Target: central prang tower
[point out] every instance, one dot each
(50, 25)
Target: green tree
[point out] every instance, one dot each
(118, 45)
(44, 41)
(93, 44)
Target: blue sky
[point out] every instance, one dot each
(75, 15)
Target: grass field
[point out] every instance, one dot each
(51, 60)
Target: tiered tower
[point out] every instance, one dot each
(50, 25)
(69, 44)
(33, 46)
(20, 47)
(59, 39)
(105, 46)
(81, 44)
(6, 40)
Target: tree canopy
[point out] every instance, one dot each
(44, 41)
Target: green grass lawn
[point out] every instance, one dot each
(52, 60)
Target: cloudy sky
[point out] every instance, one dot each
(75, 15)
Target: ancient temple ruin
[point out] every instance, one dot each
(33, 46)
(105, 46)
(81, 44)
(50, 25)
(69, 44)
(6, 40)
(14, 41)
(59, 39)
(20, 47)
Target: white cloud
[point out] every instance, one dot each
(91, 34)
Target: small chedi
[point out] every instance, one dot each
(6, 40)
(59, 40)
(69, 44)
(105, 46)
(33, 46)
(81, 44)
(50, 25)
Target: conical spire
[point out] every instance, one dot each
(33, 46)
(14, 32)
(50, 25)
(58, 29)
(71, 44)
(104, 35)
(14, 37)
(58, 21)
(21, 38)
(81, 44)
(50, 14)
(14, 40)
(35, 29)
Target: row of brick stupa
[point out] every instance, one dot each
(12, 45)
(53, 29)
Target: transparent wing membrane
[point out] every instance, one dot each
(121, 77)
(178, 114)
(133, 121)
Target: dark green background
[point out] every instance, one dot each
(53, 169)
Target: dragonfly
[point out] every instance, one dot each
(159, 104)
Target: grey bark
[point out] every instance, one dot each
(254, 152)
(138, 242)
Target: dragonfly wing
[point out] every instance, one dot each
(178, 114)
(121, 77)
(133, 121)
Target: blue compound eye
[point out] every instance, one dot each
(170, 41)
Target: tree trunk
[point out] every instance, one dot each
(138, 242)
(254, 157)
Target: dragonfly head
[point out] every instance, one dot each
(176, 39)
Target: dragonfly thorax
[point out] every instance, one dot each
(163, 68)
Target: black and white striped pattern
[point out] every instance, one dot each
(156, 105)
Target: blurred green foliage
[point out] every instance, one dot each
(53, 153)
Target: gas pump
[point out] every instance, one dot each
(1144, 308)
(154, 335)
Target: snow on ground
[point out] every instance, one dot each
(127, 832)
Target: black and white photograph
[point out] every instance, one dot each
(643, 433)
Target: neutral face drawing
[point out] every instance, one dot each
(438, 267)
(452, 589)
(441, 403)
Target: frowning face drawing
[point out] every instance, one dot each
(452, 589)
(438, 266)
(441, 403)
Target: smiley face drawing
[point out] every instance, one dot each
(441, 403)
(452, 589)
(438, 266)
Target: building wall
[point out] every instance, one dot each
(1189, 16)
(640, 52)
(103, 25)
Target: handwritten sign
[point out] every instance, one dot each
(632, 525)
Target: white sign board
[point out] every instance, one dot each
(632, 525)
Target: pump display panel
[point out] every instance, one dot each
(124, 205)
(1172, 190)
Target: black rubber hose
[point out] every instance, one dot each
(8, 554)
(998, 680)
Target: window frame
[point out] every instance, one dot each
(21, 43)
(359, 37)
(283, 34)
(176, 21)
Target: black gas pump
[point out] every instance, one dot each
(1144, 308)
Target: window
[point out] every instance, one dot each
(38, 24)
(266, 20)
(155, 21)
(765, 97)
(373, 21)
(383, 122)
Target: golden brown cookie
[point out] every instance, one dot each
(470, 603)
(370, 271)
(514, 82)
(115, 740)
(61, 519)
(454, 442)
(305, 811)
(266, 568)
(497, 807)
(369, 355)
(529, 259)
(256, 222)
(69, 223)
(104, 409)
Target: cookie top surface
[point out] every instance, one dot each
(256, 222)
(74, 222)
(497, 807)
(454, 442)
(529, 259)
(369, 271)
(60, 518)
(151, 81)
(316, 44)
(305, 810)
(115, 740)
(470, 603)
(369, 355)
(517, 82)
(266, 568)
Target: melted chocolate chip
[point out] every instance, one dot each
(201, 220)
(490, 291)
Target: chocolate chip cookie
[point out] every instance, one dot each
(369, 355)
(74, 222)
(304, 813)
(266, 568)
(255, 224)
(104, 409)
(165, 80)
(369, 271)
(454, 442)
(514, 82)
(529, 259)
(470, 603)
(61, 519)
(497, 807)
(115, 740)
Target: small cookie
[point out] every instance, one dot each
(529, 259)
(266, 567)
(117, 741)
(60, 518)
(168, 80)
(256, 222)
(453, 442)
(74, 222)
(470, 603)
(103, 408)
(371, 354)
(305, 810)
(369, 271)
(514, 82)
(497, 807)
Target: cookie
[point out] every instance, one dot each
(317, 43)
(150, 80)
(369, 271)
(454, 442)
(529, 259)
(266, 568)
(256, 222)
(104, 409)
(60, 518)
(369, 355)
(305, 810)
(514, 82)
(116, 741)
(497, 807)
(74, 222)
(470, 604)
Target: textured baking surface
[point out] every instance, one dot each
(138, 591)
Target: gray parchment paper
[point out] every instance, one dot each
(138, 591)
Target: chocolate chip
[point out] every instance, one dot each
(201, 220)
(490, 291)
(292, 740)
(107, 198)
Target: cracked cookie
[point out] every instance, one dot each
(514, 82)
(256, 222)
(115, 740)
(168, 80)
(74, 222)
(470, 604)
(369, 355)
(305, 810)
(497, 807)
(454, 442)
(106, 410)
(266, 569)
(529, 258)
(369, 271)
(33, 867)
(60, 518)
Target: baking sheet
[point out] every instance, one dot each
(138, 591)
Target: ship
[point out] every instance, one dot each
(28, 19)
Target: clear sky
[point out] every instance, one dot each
───
:: WHAT YOU ARE ASKED TO DO ::
The line above containing "Target: tree canopy", the line containing "Target: conical spire", and every line between them are to be transcribed exactly; no other line is wanted.

:: TASK RESULT ::
Target: tree canopy
[point out] every instance, one dot each
(44, 41)
Target: green grass lawn
[point out] every instance, one dot each
(52, 60)
Target: cloudy sky
[point out] every instance, one dot each
(75, 15)
Target: ancient temple ruin
[point out] every instance, one dot each
(33, 46)
(105, 46)
(81, 44)
(50, 25)
(69, 44)
(6, 40)
(14, 41)
(59, 39)
(20, 47)
Target: white cloud
[point out] every instance, one dot each
(91, 34)
Target: small chedi
[point out] every instance, one dot each
(6, 40)
(59, 40)
(69, 44)
(105, 46)
(33, 46)
(81, 44)
(50, 25)
Target: conical spire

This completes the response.